State how many lines of the items below contain the string "target", and give only that number.

#### [Data supplied]
· · · · ·
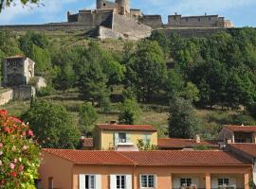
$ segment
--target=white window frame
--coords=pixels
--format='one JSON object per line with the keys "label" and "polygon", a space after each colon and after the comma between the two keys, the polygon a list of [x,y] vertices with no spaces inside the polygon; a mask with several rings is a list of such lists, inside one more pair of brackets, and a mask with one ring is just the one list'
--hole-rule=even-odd
{"label": "white window frame", "polygon": [[[186,184],[186,187],[188,187],[188,180],[191,180],[191,185],[192,185],[192,178],[180,178],[180,187],[182,187],[183,185],[181,184],[181,180],[185,180],[185,184]],[[191,186],[189,185],[189,186]]]}
{"label": "white window frame", "polygon": [[[142,176],[147,177],[147,186],[149,185],[149,176],[153,176],[154,177],[154,187],[143,187],[142,186]],[[140,188],[149,188],[149,189],[156,188],[156,175],[155,174],[140,174],[139,175],[139,186],[140,186]]]}
{"label": "white window frame", "polygon": [[[222,180],[222,182],[223,182],[222,185],[219,185],[219,180]],[[225,180],[228,180],[228,182],[229,182],[228,185],[225,184]],[[219,186],[219,187],[222,187],[222,186],[229,186],[229,183],[230,183],[230,180],[229,180],[229,178],[218,178],[217,181],[218,181],[218,186]]]}
{"label": "white window frame", "polygon": [[[118,177],[120,177],[120,186],[121,186],[121,177],[124,177],[124,188],[118,188]],[[126,189],[127,188],[127,183],[126,183],[126,175],[116,175],[116,187],[117,189]]]}
{"label": "white window frame", "polygon": [[[125,139],[120,138],[120,135],[125,135]],[[125,142],[123,142],[122,140],[125,140]],[[127,133],[125,132],[119,132],[119,144],[126,144],[127,143]]]}
{"label": "white window frame", "polygon": [[[88,186],[89,186],[89,188],[88,189],[96,189],[96,175],[92,175],[92,174],[84,174],[84,176],[85,176],[85,186],[86,186],[86,177],[88,177],[88,181],[89,181],[89,183],[88,183]],[[93,182],[93,186],[94,186],[94,188],[91,188],[91,177],[93,177],[94,178],[94,182]],[[86,188],[85,188],[86,189]]]}

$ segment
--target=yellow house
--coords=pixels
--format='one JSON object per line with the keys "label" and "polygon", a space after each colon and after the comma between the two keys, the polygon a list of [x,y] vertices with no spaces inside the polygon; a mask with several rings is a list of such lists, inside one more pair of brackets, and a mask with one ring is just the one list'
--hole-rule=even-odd
{"label": "yellow house", "polygon": [[93,131],[95,149],[137,148],[137,141],[157,146],[157,130],[150,125],[97,125]]}

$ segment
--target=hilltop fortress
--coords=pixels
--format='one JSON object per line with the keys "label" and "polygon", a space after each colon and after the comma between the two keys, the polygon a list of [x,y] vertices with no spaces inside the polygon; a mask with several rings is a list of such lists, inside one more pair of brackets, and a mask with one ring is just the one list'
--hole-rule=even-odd
{"label": "hilltop fortress", "polygon": [[152,30],[163,30],[167,35],[174,31],[183,36],[204,36],[233,27],[230,21],[218,15],[168,16],[163,24],[160,15],[145,15],[140,9],[131,9],[130,0],[96,0],[96,9],[67,12],[67,22],[45,25],[0,26],[0,29],[84,31],[100,39],[138,40],[151,35]]}

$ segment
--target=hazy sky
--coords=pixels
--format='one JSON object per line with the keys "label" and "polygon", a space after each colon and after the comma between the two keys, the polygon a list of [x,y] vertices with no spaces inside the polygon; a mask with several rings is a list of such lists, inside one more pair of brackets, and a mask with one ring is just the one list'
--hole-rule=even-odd
{"label": "hazy sky", "polygon": [[[0,25],[65,22],[66,12],[94,9],[96,0],[41,0],[45,6],[22,7],[19,3],[0,13]],[[17,0],[18,2],[18,0]],[[256,26],[256,0],[131,0],[131,7],[144,14],[183,15],[219,14],[236,26]]]}

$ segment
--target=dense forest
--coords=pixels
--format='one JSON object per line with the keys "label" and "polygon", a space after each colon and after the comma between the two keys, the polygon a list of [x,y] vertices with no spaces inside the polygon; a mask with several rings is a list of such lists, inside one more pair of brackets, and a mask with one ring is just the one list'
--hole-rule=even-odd
{"label": "dense forest", "polygon": [[[139,105],[168,107],[170,137],[190,138],[195,133],[208,137],[195,109],[242,110],[243,115],[232,123],[255,123],[253,28],[208,38],[183,38],[175,33],[167,38],[154,31],[150,38],[139,42],[121,42],[122,49],[117,50],[103,48],[101,41],[88,41],[87,45],[60,47],[42,33],[15,35],[1,31],[0,60],[22,54],[35,60],[36,74],[48,83],[38,92],[39,96],[76,89],[79,98],[85,102],[80,109],[83,117],[81,126],[89,127],[96,119],[84,121],[84,116],[92,114],[86,115],[82,110],[93,113],[94,107],[98,107],[111,113],[113,101],[120,103],[119,121],[129,124],[137,122]],[[117,86],[122,86],[119,96],[114,95]],[[80,128],[86,135],[91,130]]]}

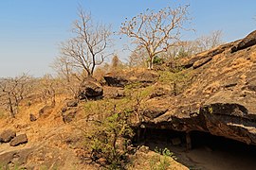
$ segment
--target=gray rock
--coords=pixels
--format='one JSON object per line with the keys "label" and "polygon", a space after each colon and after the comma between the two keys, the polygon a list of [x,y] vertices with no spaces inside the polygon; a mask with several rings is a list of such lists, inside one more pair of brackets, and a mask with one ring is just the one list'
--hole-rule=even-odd
{"label": "gray rock", "polygon": [[256,30],[249,33],[245,39],[243,39],[237,45],[231,48],[231,53],[247,48],[256,44]]}
{"label": "gray rock", "polygon": [[27,135],[20,134],[10,141],[9,145],[10,146],[17,146],[19,144],[27,144]]}
{"label": "gray rock", "polygon": [[82,99],[99,99],[103,94],[102,86],[92,77],[87,77],[80,86],[78,98]]}
{"label": "gray rock", "polygon": [[77,110],[72,110],[62,112],[63,121],[64,123],[69,123],[73,121],[73,119],[76,117],[76,114],[77,114]]}
{"label": "gray rock", "polygon": [[69,100],[66,102],[67,107],[77,107],[78,106],[78,101],[77,100]]}
{"label": "gray rock", "polygon": [[36,116],[34,114],[30,114],[29,119],[30,119],[31,122],[34,122],[34,121],[37,120],[37,118],[36,118]]}
{"label": "gray rock", "polygon": [[15,136],[16,136],[15,131],[11,129],[5,130],[0,134],[0,143],[9,143]]}

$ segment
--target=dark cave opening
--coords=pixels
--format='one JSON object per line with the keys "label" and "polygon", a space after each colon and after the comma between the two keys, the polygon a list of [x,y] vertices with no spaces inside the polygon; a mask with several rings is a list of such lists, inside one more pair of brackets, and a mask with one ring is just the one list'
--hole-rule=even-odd
{"label": "dark cave opening", "polygon": [[141,128],[138,145],[150,150],[168,148],[177,162],[199,169],[255,169],[256,145],[247,144],[208,132],[192,131],[192,149],[188,149],[186,132],[171,129]]}

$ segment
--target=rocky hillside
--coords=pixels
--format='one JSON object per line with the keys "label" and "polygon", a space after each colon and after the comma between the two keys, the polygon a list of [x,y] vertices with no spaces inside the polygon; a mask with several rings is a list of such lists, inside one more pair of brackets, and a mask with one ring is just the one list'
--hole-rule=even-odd
{"label": "rocky hillside", "polygon": [[245,39],[180,61],[191,75],[176,96],[158,96],[146,127],[205,131],[256,144],[256,31]]}
{"label": "rocky hillside", "polygon": [[[184,132],[189,147],[193,131],[256,145],[256,31],[155,71],[109,73],[101,83],[86,79],[79,102],[64,96],[46,106],[25,101],[15,119],[0,118],[0,169],[104,168],[107,160],[88,160],[84,139],[95,130],[90,121],[106,120],[113,112],[131,116],[134,144],[150,128]],[[126,155],[134,160],[128,169],[150,169],[155,153],[137,144]],[[188,169],[170,159],[173,168]]]}

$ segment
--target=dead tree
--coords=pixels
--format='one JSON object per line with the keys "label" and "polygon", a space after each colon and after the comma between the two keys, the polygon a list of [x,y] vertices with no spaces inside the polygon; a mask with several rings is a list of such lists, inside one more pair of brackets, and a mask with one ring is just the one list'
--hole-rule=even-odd
{"label": "dead tree", "polygon": [[61,55],[92,76],[95,67],[108,56],[105,51],[111,44],[111,27],[94,23],[90,13],[79,9],[79,20],[74,22],[72,32],[74,37],[61,43]]}

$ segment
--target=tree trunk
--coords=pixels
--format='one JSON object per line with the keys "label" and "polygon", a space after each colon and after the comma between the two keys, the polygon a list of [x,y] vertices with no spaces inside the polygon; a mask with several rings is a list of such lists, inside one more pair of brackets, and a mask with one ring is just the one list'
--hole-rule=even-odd
{"label": "tree trunk", "polygon": [[149,67],[148,69],[149,70],[152,70],[153,69],[153,62],[154,62],[154,57],[150,57],[150,60],[149,60]]}
{"label": "tree trunk", "polygon": [[15,118],[15,112],[14,112],[12,102],[11,102],[10,98],[9,98],[9,112],[10,112],[11,117]]}

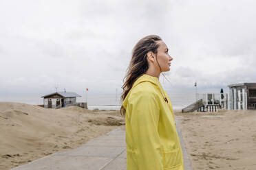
· · · · ·
#### [Full solution]
10